• [EXERCISE 1]:
Report each line of the entries below that contains the string "background", treating uppercase and lowercase letters as different.

• [EXTRACT TO READ]:
Typically anything over 40 may be a concern but there are many factors that can increase the value so some consideration needs to be given to the following:
- Number of dimensions. The "address" of each cell gets longer with each dimension added to the cube. The pointer to each member in each dimension will require a few bytes and the sum of these adds up.
- Number of members in a dimension. As a dimension gets larger the pointer to each member will get more complex and thus require more bytes.
- String data in the cube will skew the values as string require more memory to store the data for each string related cell.
Hubert's video on
How TM1 actually works should give some more insights into my rough understanding of the above.
Once you have identified a candidate consuming what looks like too much memory per cell, you could then look at reordering the dimensions.
There are various articles here on this topic but armed with some of what Hubert has shared, knowledge of how your model works, is populated in terms of small to big dimensions and sparse to dense, you should be more informed to try and reduce memory consumption.

[Entries from a point annotation set]
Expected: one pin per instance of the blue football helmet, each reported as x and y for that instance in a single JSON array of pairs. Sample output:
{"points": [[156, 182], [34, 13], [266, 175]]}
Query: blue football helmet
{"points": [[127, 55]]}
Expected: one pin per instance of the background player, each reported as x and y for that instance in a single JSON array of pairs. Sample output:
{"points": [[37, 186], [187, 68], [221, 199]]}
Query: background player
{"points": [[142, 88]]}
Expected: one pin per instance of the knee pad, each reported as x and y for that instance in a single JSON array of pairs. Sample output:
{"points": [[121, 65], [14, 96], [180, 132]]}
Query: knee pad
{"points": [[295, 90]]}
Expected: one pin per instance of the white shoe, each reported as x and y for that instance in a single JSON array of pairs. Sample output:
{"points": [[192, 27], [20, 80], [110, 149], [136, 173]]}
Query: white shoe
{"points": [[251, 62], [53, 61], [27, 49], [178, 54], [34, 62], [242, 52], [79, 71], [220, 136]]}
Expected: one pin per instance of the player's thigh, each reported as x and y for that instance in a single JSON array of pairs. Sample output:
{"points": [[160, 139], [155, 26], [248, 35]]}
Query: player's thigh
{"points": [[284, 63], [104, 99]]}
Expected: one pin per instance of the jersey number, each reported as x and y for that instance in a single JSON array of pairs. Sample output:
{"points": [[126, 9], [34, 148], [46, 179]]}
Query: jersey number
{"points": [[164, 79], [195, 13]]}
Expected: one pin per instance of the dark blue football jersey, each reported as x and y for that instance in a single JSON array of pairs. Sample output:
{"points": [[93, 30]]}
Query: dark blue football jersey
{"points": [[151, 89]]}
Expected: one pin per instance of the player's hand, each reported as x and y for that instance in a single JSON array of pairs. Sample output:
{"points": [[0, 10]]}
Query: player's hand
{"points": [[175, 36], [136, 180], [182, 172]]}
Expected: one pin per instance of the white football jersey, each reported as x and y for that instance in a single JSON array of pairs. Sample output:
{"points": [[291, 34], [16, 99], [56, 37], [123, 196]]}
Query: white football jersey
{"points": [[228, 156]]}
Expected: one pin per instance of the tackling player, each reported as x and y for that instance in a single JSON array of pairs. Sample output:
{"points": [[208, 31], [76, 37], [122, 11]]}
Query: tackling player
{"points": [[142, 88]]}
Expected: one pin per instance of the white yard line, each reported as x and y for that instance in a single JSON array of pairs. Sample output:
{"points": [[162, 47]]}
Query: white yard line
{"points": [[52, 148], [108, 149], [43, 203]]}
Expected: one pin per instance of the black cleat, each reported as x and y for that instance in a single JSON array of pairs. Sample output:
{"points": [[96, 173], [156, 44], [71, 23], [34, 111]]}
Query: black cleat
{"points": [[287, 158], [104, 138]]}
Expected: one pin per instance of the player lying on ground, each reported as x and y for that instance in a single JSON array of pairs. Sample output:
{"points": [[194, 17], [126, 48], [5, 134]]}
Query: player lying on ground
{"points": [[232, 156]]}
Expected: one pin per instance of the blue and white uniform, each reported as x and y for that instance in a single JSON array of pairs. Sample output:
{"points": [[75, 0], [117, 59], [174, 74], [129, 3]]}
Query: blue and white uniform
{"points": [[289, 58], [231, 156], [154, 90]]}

---

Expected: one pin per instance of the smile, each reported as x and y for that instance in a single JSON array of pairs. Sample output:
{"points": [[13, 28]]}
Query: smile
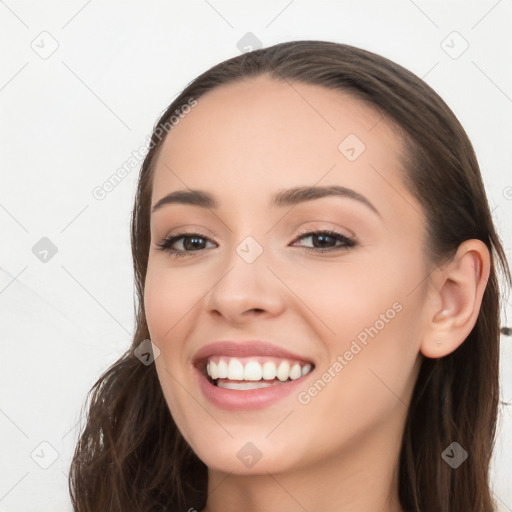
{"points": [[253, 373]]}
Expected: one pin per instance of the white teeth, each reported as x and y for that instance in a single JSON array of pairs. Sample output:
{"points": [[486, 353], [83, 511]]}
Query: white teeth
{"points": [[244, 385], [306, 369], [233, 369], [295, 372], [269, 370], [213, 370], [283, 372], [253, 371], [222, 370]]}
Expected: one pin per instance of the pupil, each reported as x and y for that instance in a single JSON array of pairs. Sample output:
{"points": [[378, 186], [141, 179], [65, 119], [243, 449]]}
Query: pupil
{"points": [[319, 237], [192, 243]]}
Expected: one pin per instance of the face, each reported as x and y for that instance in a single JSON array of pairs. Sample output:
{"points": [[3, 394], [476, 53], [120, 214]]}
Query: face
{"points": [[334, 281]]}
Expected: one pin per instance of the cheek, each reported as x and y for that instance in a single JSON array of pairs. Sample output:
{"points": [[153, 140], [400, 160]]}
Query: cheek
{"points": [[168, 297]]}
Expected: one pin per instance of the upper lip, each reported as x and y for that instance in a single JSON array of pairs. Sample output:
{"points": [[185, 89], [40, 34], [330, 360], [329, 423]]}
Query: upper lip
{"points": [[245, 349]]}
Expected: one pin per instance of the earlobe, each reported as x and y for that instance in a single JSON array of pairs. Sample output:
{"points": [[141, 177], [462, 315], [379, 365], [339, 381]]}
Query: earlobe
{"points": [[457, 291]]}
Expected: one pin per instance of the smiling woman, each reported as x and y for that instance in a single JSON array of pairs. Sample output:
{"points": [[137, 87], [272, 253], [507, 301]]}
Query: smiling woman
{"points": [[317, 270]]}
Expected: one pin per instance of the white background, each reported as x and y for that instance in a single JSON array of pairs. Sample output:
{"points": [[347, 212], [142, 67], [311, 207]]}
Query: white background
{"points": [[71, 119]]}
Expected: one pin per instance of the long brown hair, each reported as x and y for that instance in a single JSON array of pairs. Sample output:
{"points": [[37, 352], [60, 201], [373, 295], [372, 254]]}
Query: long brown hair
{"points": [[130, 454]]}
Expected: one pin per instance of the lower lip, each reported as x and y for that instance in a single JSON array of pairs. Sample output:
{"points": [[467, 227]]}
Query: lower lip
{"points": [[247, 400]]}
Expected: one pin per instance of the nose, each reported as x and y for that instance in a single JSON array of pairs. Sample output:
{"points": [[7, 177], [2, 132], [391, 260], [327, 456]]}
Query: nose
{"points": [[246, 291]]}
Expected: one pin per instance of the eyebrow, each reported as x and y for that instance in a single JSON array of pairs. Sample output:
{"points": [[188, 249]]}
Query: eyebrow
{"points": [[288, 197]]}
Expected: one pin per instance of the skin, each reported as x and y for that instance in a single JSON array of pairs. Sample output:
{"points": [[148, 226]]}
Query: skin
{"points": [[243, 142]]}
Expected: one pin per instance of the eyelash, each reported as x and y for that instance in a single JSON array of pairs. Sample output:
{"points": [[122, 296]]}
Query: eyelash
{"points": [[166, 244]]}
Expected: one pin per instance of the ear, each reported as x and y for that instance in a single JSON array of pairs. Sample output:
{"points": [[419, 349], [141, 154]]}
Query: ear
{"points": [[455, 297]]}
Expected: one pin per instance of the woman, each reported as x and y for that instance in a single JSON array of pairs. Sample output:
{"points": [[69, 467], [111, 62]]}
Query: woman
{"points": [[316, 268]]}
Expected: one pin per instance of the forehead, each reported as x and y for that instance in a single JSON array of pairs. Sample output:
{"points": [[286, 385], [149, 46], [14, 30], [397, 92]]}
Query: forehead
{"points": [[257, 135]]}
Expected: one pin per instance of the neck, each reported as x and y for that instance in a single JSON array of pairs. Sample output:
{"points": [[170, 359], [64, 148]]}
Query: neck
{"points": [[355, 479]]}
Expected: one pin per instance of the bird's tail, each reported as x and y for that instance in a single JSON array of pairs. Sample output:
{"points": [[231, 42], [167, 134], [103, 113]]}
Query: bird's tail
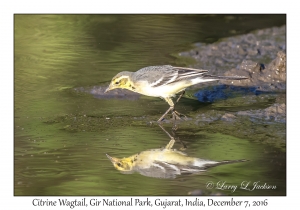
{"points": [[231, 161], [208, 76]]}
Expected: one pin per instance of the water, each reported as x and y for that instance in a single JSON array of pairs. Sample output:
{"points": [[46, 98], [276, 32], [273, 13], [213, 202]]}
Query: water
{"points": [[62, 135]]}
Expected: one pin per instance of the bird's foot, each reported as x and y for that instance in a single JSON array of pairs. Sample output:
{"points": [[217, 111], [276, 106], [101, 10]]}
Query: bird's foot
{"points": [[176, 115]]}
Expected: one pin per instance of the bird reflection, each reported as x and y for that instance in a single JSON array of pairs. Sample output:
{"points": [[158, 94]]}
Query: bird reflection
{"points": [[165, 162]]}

==

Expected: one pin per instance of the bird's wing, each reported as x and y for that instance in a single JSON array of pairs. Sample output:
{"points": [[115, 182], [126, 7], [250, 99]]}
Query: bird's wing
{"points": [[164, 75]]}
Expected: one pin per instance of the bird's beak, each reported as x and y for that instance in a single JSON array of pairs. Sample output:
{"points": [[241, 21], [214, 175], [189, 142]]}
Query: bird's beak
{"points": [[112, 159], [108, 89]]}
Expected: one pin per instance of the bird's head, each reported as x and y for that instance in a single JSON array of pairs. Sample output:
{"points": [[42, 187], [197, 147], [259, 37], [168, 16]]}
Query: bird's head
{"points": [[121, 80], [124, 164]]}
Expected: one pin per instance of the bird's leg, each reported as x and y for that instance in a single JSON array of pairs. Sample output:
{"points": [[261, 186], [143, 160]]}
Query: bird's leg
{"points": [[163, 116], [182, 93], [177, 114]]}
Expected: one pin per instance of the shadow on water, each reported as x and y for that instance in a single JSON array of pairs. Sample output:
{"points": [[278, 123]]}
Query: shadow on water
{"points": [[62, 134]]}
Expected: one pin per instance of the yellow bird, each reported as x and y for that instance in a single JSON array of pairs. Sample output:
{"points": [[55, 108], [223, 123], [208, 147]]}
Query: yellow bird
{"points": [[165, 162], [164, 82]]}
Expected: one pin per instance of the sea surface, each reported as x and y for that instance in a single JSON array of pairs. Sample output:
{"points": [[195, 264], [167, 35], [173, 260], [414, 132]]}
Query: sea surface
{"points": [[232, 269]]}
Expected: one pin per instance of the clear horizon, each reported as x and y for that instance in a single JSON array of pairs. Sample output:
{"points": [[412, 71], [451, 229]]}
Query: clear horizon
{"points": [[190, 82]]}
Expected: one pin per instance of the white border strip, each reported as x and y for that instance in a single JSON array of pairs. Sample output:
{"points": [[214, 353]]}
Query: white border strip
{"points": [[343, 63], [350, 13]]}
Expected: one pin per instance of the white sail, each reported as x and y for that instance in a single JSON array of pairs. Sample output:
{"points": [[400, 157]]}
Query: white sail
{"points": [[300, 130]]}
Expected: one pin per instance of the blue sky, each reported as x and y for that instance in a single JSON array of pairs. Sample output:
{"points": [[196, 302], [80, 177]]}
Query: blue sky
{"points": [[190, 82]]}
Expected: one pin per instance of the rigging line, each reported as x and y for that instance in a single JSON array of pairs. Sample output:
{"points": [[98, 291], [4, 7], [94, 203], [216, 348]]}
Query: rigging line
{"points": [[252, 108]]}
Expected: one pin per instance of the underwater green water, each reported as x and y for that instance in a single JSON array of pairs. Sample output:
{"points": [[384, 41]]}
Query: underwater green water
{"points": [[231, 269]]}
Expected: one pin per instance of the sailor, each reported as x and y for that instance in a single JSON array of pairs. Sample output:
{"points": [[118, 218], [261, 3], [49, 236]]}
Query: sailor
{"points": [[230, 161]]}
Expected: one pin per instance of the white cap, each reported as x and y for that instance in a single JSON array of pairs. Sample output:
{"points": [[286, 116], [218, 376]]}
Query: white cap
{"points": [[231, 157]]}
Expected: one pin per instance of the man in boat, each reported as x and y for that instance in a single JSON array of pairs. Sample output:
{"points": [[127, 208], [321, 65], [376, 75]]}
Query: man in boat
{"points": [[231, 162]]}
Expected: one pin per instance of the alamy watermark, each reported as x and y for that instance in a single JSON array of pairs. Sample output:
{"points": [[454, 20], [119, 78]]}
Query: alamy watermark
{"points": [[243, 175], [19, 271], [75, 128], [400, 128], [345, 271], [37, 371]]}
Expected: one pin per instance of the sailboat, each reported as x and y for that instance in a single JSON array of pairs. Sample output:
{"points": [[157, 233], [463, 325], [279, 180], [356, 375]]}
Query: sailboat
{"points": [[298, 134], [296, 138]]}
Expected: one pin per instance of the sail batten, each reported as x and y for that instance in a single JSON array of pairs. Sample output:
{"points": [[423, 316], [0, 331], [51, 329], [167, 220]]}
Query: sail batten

• [EXERCISE 2]:
Restate word for word the part of the passage on TM1 cube memory above that runs from "- String data" down to "of the above.".

• [WORKED SOLUTION 1]:
Expected: one pin per instance of the background player, each reported as x and y for that instance in a single JSON array of pairs. Sample output:
Query: background player
Expected: one pin per instance of the white background, each reported as x and y for that instance in a single JSON array of pairs. Sample output:
Query: white background

• [WORKED SOLUTION 2]:
- String data in the cube will skew the values as string require more memory to store the data for each string related cell.
Hubert's video on
How TM1 actually works should give some more insights into my rough understanding of the above.